━━━━━ MATERIAL TO PROCESS ━━━━━
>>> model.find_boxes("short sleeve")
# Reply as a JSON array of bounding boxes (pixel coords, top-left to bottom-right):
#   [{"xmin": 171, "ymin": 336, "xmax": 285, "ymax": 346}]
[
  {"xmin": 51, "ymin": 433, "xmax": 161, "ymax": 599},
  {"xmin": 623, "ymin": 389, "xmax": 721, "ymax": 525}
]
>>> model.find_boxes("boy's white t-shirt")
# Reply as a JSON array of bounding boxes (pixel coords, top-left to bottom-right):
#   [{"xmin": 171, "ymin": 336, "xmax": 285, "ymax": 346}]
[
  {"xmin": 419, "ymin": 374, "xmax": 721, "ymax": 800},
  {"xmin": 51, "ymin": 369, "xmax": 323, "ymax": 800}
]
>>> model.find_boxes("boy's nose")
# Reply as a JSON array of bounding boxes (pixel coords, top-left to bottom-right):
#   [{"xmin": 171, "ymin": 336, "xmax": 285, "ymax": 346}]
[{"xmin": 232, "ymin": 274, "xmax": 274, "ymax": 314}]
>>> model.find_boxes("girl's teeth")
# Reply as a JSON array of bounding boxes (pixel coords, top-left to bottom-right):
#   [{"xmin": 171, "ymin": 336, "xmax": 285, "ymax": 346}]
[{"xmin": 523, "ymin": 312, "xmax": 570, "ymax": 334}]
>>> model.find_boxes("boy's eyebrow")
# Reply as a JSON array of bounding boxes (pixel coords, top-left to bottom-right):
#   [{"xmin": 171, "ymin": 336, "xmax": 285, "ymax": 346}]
━━━━━
━━━━━ MATERIAL TO PROCESS ━━━━━
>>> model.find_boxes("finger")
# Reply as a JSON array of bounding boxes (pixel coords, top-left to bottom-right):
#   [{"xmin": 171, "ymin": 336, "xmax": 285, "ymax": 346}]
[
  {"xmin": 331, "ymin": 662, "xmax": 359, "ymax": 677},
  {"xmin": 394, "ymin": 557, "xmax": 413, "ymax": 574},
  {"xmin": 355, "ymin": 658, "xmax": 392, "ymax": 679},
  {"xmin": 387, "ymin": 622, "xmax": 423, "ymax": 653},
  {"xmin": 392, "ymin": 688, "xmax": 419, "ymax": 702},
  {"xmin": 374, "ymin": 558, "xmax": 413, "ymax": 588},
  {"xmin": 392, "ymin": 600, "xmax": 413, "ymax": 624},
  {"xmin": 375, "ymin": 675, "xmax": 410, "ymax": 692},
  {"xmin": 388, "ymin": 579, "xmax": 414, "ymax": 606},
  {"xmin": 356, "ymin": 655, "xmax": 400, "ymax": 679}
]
━━━━━
Each line holding the word "model" must be pulled from the records.

• **EXERCISE SOLUTION**
>>> model.find_boxes("short sleeve")
>>> model.find_boxes("boy's white t-shirt")
>>> model.find_boxes("boy's nose")
>>> model.find_boxes("girl's teeth")
>>> model.find_boxes("boy's eyebrow")
>>> model.find_boxes("finger")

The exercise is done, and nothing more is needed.